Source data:
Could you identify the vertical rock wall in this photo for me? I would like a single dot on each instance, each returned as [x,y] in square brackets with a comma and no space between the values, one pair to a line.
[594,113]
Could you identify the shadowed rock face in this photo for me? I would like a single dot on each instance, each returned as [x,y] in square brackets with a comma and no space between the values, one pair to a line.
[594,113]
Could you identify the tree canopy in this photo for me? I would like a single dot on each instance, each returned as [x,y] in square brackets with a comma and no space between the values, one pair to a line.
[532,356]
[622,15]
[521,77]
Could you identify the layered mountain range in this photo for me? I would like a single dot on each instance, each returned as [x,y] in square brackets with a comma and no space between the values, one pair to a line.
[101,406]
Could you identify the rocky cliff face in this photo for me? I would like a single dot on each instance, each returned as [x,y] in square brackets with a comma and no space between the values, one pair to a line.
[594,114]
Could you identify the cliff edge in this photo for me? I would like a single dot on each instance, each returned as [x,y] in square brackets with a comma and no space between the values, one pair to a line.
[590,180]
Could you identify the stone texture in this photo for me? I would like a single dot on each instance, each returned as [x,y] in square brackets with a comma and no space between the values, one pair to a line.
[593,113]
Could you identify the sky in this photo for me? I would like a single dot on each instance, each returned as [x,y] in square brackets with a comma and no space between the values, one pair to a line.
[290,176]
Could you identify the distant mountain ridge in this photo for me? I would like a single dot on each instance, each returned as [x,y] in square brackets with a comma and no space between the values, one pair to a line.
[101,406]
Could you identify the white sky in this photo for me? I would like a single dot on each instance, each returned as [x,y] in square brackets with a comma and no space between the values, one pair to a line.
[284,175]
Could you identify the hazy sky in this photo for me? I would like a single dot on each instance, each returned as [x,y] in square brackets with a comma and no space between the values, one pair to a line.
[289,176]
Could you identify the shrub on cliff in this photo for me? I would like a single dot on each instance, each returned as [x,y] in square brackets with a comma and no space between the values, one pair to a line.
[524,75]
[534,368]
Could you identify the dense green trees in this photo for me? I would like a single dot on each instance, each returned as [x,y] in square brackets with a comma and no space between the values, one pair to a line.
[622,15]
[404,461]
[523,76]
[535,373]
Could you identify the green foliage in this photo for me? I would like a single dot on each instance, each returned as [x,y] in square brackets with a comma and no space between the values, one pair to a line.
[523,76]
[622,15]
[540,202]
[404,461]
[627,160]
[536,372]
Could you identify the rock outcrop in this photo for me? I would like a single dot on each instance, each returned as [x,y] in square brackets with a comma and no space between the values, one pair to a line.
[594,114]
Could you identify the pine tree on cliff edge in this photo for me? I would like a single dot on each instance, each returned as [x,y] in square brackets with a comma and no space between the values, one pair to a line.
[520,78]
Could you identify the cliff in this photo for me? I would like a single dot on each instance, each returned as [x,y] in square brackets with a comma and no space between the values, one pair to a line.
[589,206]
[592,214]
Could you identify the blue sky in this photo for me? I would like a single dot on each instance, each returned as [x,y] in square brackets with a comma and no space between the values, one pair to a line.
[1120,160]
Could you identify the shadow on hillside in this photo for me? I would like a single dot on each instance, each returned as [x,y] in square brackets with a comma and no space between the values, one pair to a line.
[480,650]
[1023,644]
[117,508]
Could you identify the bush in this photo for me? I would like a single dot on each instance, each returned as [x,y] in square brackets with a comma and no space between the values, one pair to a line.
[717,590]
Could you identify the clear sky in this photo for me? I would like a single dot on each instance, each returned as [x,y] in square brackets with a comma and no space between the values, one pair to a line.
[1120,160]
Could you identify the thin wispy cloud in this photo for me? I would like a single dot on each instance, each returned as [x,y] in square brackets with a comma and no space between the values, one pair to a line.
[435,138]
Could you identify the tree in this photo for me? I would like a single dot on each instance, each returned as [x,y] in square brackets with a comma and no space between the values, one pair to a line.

- BRIEF -
Say each line again exactly as it appears above.

- RESPONSE BELOW -
Could you identify the vertical rock wall in this photo for me? I would like a single dot on each instance, each returned as [x,y] in square brackets with a comma and no space between the values, one pair to a line.
[594,113]
Could you identify the shadowed rock face in this photo for me? I would like a single dot on each instance, each returned as [x,y] in square brackets with a comma and no space between the values, one pair to a line.
[594,113]
Could you identify the tree canopy in this photo for me? I would like a single dot on each instance, each returned as [x,y] in square brackets with a comma and no space between the values, one pair to a line.
[532,356]
[622,15]
[521,77]
Could you identify the layered mountain range in this photo for me? I would like a single dot on each instance, each returned as [x,y] in square brackets with a comma and no space between the values, one pair to a line.
[101,406]
Could you identify the rocky cliff face in this photo for me? I would like a single dot on each instance, each returned as [x,y] in square brackets with a comma and no space between the values, one pair to a line.
[594,114]
Could you identify the cliff edge in this photo for me? I would like a single dot on each instance, each returned as [x,y] in square brackets with a comma and no space between the values, one pair to a line.
[590,180]
Could you identify the stone texture in this photo for me? I would like a single dot on each instance, each returned as [x,y] in square brackets with a comma and no space between the values, one pair to a line.
[593,113]
Could you identify the sky in this photo for me? I would like a single dot on each instance, each returned as [x,y] in square brackets with a comma and no space between the values, one pair to a line.
[290,176]
Could you identify the distant mountain ridge in this photo for me? I would like a single dot on each instance, each returned as [x,y] in square brackets with a comma and no space between the values, one pair to a line.
[101,406]
Could you identify the white sky in this photo for me? I would like a single dot on each instance, each returned as [x,y] in square brackets with a comma and no space between the values, one pair to a line.
[284,175]
Could you identify the hazy sky in this photo for me? I would like a single dot on each instance, each returned as [x,y] in square brackets with a comma and no space between the values, one pair to a line.
[289,176]
Could you identify the shrub on cliff in this photo for me? I would like a single dot on each instance, each returned as [x,y] in square brackets with a comma and no space between the values, one pair to a line.
[524,75]
[534,368]
Could you identify the dense green trees in this photo for me? I would like a single dot on each instance, each returned as [x,y] in square brackets with a comma and no space between the values, one pair to a line.
[622,15]
[404,461]
[523,76]
[535,373]
Could you identify the green foliage in this photo for me? I would like a single dot on each instance, each returned as [x,y] in square brackets with a comma and no space between the values, one pair to a line.
[523,76]
[622,15]
[540,202]
[404,461]
[627,160]
[536,372]
Could you identify the rock outcrop in this photo for me? I would like a single dot on each instance, each returned as [x,y] in square brackets with a comma and no space between the values, one pair to a line.
[594,114]
Could you identify the pine tree on cliff edge in this photo for me? I would like a single dot on each instance, each returned as [x,y] in square brackets with a comma and no space between the values, one pair to a line.
[520,78]
Could you identify the cliff in this photo for me? I would like a single dot on each instance, each returned as [x,y] in square brackets with a comma and no space between the values, one pair to a line.
[589,206]
[592,214]
Could you identify the blue sky in this photo for me? I would like a single dot on each instance, each returned as [x,y] in square brackets with a comma and no space between the values, one pair to a line.
[1120,160]
Could you identify the shadow on hillside in this photo for me? I would like a single dot on each instance, each returned as [x,y] in square brackets with a comma and no space between the values, one pair to a line.
[480,650]
[1023,644]
[117,508]
Could you identify the bush in this photo for me? I would like a single dot on each instance, each returned as [x,y] in square brackets with a comma and no space between the values, one pair to a line.
[717,590]
Could you identify the clear sky in this photo for me? I would like a single dot on each instance, each returned as [x,y] in square brackets with a comma and no space between the values, one pair to a line.
[1120,160]
Could you identify the thin wispy cloud in this photo for me? I would like a single dot on each instance, each returned as [x,y] in square brackets with a comma and no space between the values, one pair to a line.
[435,138]
Could you identify the tree in this photo for me? I would like a single dot on each instance, each returned as [x,y] in square brackets with a comma and no space between the values, one pair to a line.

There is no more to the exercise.